Exercises to complete:
1 - Answer the following questions using the conference abstract page on a QKD transmitter, giving one answer per line:
(a) On what date, at what time and in which room is talk Q 2.4 scheduled?
(b) What address is given for the Max Planck Institute for the Science of Light?
(c) According to the abstract, which limitation could be overcome by implementing QKD on satellites?
2 - Write the next part of the abstract on the photonic integrated circuit-based QKD transmitter, beginning after its final sentence.

Text shown:
Mainz 2026 – wissenschaftliches Programm
Bereiche | Tage | Auswahl | Suche | Aktualisierungen | Downloads | Hilfe
Q: Fachverband Quantenoptik und Photonik
Q 2: Nanophotonics and Integrated Photonics I
Q 2.4: Vortrag
Montag, 2. März 2026, 12:30–12:45, P 3
Characterisation of a photonic integrated circuit-based QKD transmitter — •Joost Vermeer1,2, Ömer Bayraktar1,2, Jonas Pudelko1,2, Kevin Günthner1,2, and Christoph Marquardt1,2 — 1Chair of Optical Quantum Technologies, Friedrich-Alexander-Universität Erlangen-Nürnberg, Staudtstr. 7 / A3, Erlangen — 2Max Planck Institute for the Science of Light (MPL), Staudtstr. 2, Erlangen
Quantum key distribution (QKD) offers a new way to provide secure communication. Miniaturising the required optical components allows us to implement it in many more situations, including satellites. This would allow us to overcome the range limitation of fiber-based systems and lead to worldwide secure communication.

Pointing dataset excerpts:
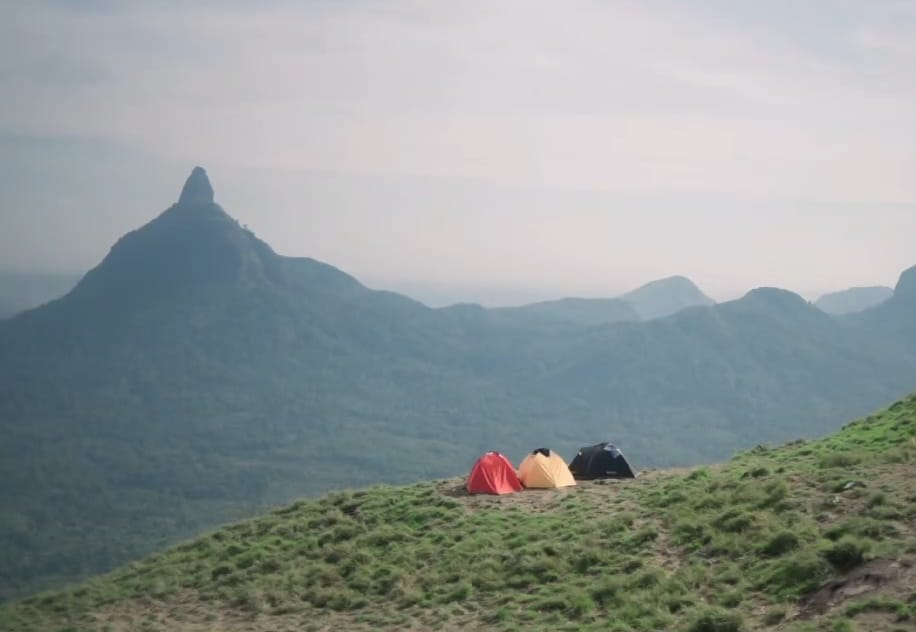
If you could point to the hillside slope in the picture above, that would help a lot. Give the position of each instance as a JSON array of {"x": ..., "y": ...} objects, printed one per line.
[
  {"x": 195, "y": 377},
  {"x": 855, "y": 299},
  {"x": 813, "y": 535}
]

==

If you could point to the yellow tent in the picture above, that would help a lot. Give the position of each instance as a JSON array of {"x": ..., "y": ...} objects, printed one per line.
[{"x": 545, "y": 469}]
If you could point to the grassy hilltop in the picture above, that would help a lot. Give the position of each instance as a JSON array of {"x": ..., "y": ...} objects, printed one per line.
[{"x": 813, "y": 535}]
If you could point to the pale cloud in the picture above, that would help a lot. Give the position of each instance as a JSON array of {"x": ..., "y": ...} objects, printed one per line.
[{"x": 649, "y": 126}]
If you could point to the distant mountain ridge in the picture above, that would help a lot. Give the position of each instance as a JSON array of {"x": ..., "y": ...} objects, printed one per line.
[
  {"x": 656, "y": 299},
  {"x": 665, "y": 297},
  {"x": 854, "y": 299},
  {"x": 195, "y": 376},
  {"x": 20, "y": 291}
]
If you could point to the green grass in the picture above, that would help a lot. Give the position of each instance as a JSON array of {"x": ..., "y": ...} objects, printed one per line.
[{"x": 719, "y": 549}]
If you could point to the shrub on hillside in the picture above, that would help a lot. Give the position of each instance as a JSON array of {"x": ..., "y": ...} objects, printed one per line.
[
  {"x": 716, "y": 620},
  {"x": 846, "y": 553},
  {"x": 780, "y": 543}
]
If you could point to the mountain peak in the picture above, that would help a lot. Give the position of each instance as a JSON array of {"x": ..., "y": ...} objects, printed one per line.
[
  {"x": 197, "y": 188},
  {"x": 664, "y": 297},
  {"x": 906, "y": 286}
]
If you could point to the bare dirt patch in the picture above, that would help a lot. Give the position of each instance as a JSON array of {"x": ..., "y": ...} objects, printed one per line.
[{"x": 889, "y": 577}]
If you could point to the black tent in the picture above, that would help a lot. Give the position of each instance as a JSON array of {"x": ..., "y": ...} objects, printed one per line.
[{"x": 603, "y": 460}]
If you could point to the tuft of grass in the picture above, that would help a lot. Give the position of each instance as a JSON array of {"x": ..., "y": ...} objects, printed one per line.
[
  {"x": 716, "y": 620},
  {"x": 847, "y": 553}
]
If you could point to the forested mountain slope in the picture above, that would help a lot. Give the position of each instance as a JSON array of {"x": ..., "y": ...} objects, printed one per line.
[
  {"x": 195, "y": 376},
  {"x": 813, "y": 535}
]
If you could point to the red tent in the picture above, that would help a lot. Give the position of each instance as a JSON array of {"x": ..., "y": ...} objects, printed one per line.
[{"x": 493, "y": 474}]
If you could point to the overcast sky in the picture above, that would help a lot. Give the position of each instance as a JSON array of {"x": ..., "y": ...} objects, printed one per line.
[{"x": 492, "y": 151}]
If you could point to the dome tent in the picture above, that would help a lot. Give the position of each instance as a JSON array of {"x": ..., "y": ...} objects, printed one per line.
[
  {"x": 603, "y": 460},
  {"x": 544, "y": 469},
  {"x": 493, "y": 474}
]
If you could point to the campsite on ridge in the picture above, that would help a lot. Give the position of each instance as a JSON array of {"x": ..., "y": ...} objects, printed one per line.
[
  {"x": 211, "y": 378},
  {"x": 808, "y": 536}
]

---

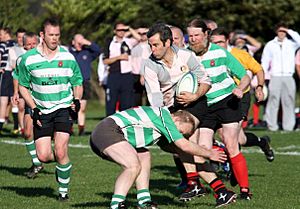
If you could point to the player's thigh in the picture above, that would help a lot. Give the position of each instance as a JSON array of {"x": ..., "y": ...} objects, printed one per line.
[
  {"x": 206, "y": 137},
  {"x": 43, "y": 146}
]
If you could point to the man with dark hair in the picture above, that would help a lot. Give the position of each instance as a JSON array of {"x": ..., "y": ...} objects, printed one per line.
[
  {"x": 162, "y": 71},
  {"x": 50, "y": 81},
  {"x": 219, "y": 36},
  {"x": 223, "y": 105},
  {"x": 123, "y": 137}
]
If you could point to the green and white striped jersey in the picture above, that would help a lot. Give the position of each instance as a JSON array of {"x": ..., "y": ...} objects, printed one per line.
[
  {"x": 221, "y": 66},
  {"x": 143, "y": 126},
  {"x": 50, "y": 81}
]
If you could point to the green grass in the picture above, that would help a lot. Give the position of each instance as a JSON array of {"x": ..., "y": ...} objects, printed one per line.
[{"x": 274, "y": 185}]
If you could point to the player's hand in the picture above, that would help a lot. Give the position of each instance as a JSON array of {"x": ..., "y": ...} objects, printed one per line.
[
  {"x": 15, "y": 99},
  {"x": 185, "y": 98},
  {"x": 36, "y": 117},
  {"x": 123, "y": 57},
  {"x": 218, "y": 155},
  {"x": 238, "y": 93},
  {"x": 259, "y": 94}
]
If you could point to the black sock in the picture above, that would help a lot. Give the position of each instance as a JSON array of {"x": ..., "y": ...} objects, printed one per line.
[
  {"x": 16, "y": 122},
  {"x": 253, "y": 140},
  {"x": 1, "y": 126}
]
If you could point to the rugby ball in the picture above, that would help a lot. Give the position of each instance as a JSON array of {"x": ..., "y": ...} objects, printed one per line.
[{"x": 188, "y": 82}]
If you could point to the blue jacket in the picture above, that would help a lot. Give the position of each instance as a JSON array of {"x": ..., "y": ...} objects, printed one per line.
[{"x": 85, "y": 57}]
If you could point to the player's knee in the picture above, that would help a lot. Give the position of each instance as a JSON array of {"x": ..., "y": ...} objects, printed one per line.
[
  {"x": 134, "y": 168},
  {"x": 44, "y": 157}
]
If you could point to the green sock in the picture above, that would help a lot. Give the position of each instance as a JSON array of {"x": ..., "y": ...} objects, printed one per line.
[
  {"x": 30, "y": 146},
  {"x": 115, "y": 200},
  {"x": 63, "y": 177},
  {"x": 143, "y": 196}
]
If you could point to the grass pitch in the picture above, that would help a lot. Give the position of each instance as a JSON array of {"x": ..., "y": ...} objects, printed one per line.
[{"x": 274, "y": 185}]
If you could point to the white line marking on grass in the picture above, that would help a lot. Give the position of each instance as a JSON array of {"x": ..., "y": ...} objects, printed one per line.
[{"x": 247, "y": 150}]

Responses for each task:
1 -
(a) Monday, 2 March 2026, 12:30–12:45, in room P 3.
(b) Staudtstr. 2, Erlangen.
(c) The range limitation of fiber-based systems.

2 -
One method of miniaturising optical systems is using photonic integrated circuits (PIC), where many optical components are integrated on a single chip. We have designed a 4×8 mm2 indium-phosphide PIC, which can act as a transmitter for phase-based BB-84 QKD. It consists of a pulsed laser, an IQ modulator to turn each laser pulse into a pair of pulses with a phase difference determined by a quantum random number generator, and an intensity modulator containing multiple semiconductor optical amplifiers to set the required output intensity.
Integrating all of these components close together can increase the strength of unwanted interactions between them. Using both external measurement devices and detectors integrated in the PIC, we characterise the PIC to investigate how strong these effects are.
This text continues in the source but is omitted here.